--- 주어진 글 ---

Filtered DimensionSpecs¶

Lookup DimensionSpecs¶

Output Types¶

Regular Expression¶

Regular Expression
Partial
Search Query
Substring
Strlen
Time Format
Time Parsing
Javascript
Lookup
Registered Lookup
Cascade
String Format
Upper and Lower
Bucket

Filtered DimensionSpec¶

multi-value dimensions에 대해서 filter를 걸 수 있음

직접 value를 넣는 listFiltered와 정규표현식을 사용하는 regexFiltered 가 있음

{
    "type" : "listFiltered",
    "delegate" : <dimensionSpec>,
    "values": <array of strings>,
    "isWhitelist": <optional attribute for true/false, default is true> }

{
    "type" : "regexFiltered",
    "delegate" : <dimensionSpec>,
    "pattern": <java regex pattern>
}

Lookup DimensionSpec¶

replaceMissingValueWith는 ""로 설정하면 null로 설정하는 것과 같음

default는 replaceMissingValueWith는 null, retainMissingValue는 false

{
  "type":"lookup",
  "dimension":"dimensionName",
  "outputName":"dimensionOutputName",
  "replaceMissingValueWith":"missing_value",
  "retainMissingValue":false,
  "lookup":{"type": "map", "map":{"key":"value"}, "isOneToOne":false}
}

Limit Spec¶

Default LimitSpec¶

{
    "type"    : "default",
    "limit"   : <integer_value>,
    "columns" : [list of OrderByColumnSpec],
}

OrderByColumnSpec¶

{
    "dimension" : "<Any dimension or metric name>",
    "direction" : <"ascending"|"descending">,
    "dimensionOrder" : <"lexicographic"(default)|"alphanumeric"|"strlen"|"numeric">
}

Having¶

Query의 결과에 대해서 Filtering

{
    "type" : "filter",
    "filter" : <any Druid query filter>
}

Query Filter¶

Numeric Filters

Equal To

{
    "type": "equalTo",
    "aggregation": "<aggregate_metric>",
    "value": <numeric_value>
}

Greater Than

{
    "type": "greaterThan",
    "aggregation": "<aggregate_metric>",
    "value": <numeric_value>
}

Less Than

{
    "type": "lessThan",
    "aggregation": "<aggregate_metric>",
    "value": <numeric_value>
}

Dimension Selector Filter

dimSelector

{
    "type": "dimSelector",
    "dimension": "<dimension>",
    "value": <dimension_value>
}

Logic expression Filters

AND

{
    "type": "and",
    "havingSpecs": [<having clause>, <having clause>, ...]
}

OR

{
    "type": "or",
    "havingSpecs": [<having clause>, <having clause>, ...]
}

NOT

{
    "type": "not",
    "havingSpec": <having clause>
}

Aggregation Granularity¶

Simple Granularities¶

all, none, second, minute, fifteen_minute, thirty_minute, hour, day, week, month, quarter, year 의 string 값을 지원함

all은 모든 bucket의 데이터를 하나의 bucket으로 담음.

--- 제공된 데이터 ---

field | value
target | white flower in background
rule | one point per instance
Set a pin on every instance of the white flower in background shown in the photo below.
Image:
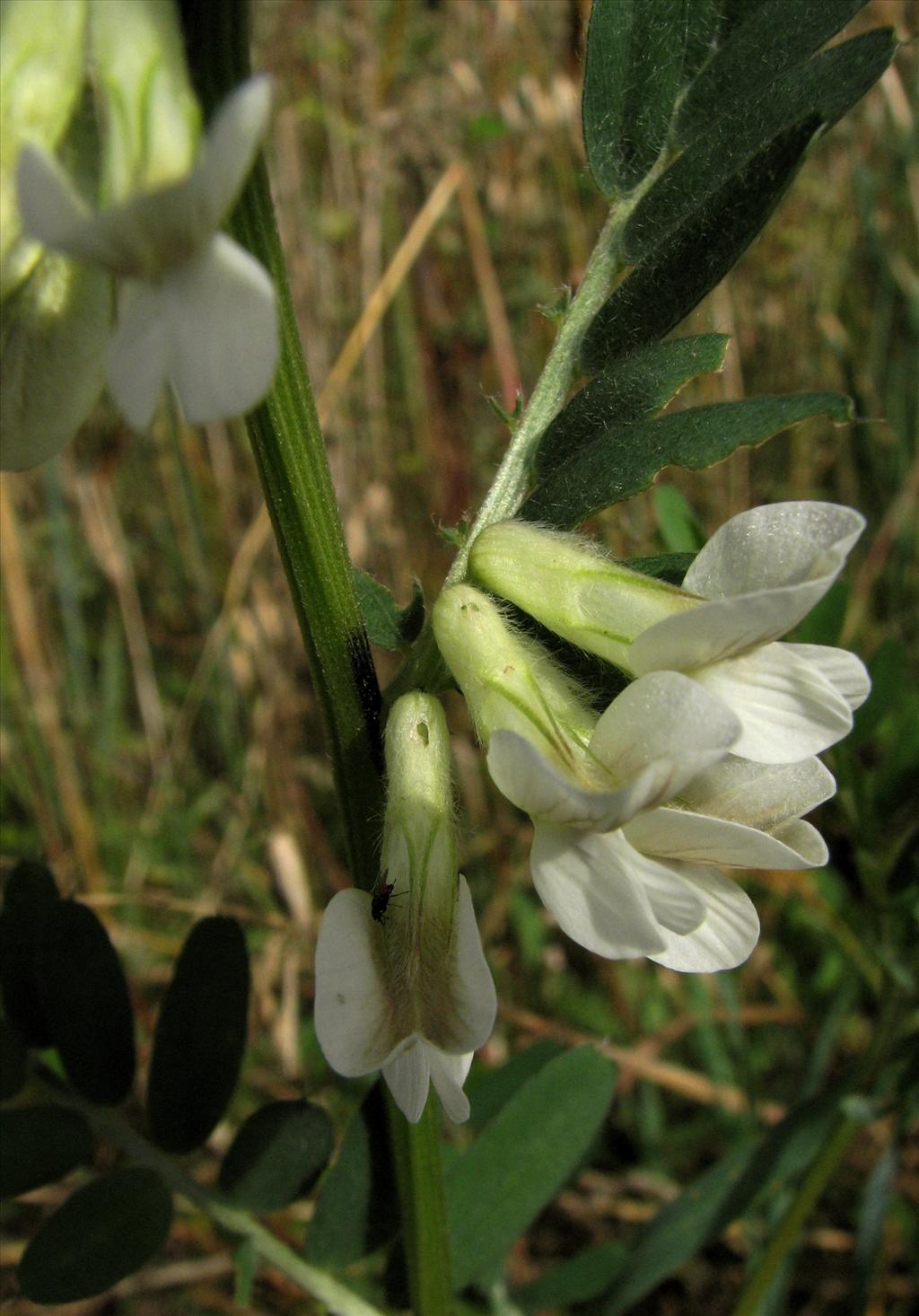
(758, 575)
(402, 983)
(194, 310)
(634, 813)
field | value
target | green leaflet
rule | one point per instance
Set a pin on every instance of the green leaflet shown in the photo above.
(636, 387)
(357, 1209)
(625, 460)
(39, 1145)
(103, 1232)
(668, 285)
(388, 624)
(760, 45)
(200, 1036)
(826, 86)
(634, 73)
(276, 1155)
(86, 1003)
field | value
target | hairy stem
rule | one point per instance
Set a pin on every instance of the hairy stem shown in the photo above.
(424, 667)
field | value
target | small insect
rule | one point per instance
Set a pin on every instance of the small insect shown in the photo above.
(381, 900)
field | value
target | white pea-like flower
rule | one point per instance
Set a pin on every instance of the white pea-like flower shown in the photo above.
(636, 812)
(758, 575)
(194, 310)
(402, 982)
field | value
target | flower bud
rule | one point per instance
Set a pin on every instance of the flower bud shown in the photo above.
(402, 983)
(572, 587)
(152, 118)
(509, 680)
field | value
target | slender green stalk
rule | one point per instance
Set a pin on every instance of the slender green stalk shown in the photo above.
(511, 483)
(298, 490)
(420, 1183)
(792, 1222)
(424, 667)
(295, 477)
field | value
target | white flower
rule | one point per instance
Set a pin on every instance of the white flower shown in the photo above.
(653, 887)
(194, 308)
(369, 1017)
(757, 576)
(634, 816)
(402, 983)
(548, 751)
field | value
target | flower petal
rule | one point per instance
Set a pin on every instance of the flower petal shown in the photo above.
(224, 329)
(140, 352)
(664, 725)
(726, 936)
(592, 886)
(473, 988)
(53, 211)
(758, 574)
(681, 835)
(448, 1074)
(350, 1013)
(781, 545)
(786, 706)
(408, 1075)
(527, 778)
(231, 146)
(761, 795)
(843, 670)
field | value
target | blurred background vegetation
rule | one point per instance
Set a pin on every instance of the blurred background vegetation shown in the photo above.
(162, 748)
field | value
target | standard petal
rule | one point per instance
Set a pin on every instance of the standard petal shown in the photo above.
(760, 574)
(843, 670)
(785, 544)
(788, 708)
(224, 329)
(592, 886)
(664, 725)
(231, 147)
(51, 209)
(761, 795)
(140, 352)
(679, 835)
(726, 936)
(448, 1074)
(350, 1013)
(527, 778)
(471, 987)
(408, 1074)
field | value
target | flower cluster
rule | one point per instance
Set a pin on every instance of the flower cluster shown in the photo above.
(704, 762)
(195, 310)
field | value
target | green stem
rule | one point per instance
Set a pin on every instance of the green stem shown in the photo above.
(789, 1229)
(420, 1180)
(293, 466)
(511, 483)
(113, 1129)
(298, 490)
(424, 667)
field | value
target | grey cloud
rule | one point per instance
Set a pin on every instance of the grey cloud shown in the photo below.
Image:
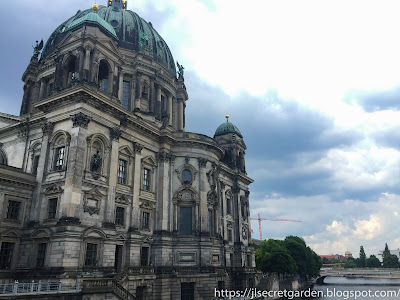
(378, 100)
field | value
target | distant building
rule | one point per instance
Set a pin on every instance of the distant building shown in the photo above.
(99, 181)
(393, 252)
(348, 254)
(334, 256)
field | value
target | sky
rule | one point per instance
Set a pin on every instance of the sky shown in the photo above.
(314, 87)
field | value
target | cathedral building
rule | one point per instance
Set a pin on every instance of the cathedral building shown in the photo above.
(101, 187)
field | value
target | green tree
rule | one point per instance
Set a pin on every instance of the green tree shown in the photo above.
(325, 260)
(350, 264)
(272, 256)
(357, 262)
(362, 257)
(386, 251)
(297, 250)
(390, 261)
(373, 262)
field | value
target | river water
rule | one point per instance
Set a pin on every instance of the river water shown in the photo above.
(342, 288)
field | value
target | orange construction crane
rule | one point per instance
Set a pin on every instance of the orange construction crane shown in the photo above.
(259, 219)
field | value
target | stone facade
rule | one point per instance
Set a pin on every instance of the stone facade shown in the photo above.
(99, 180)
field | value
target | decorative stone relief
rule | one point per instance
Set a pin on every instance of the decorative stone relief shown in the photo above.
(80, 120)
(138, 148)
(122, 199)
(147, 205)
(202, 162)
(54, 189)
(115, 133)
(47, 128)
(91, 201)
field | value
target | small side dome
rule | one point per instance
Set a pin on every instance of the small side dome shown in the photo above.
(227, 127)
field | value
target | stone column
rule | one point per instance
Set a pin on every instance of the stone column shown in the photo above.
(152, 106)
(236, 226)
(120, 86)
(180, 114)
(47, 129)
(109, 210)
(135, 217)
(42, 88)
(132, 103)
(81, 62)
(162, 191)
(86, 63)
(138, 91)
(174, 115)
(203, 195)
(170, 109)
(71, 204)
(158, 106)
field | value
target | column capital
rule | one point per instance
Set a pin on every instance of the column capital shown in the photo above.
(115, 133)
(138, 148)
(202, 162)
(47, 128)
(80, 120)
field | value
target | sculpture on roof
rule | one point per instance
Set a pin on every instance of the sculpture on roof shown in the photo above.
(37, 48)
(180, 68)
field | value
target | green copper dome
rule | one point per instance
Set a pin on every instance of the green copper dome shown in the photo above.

---

### 짧은 과제
Druid 쿼리 스펙을 정리한 글의 마지막 문장 다음부터 내용을 이어서 쓰세요.

### 과제 결과
none은 bucket에 담지 않고 index의 granularity를 사용함. TimeSeries Query에서는 none은 비추!

Query Granularity의 값이 Ingestion Granularity의 값보다 작으면 의미가 없음.(인덱싱이 되지 않아서)

Duration Granularities¶

milliseconds 단위로 기간을 지정해서 사용할 수 있음

{
    "type": "duration",
    "duration": 3600000,
    "origin": "2018-01-01T00:30:00Z"
}

origin의 기본 값은 1970-01-01T00:00:00Z

Period Granularities¶

years, months, weeks, day, hours, minutes, seconds 단위로 기간을 지정

ISO 8601 포멧을 따른다함(P1Y, P2M, P3W, P4H, PT1H30M 등)

{
    "type": "period",
    "period": "P3M",
    "timeZone": "America/Los_Angeles",
    "origin": "2012-02-01T00:00:00-08:00"
}

timeZone은 Joda Time Library에서 지원하는 것을 사용할 수 있음

Query Filter¶

Selector Filter¶

"filter": {
    "type": "selector",
    "dimension": <dimension_string>,
    "value": <dimension_value_string>
}

Column Comparison Filter¶

"filter": { 
    "type": "columnComparison",
    "dimensions": [<dimension_a>, <dimension_b>] 
}

Regular Expression Filter¶

"filter": { 
    "type": "regex",
    "dimension": <dimension_string>,
    "pattern": <pattern_string>
}

Logical Expression Filter¶

AND

"filter": { "type": "and", "fields": [<filter>, <filter>, ...] }

OR

"filter": { "type": "or", "fields": [<filter>, <filter>, ...] }

NOT

"filter": { "type": "not", "field": <filter> }

Javascript Filter¶

return value가 true인 것들만 남김

{
    "type" : "javascript",
    "dimension" : <dimension_string>,
    "function" : "function(value) { <...> }"
}

Extraction Filter¶

extraction function을 사용해서 필터링

Search Filter¶

{
    "filter": {
        "type": "search",
        "dimension": <dimension_string>,
        "query": {
          "type": <search_query_type>,
          "value": "value_1" 
        }        
    }
}

Contains

property	description	required?
type	This String should always be "contains".	yes
value	A String value to run the search over.	yes
caseSensitive	Whether two string should be compared as case sensitive or not	no (default == false)

Insensitive Contains

property	description	required?
type	This String should always be "insensitive_contains".	yes
value	A String value to run the search over.	yes

Fragment

property	description	required?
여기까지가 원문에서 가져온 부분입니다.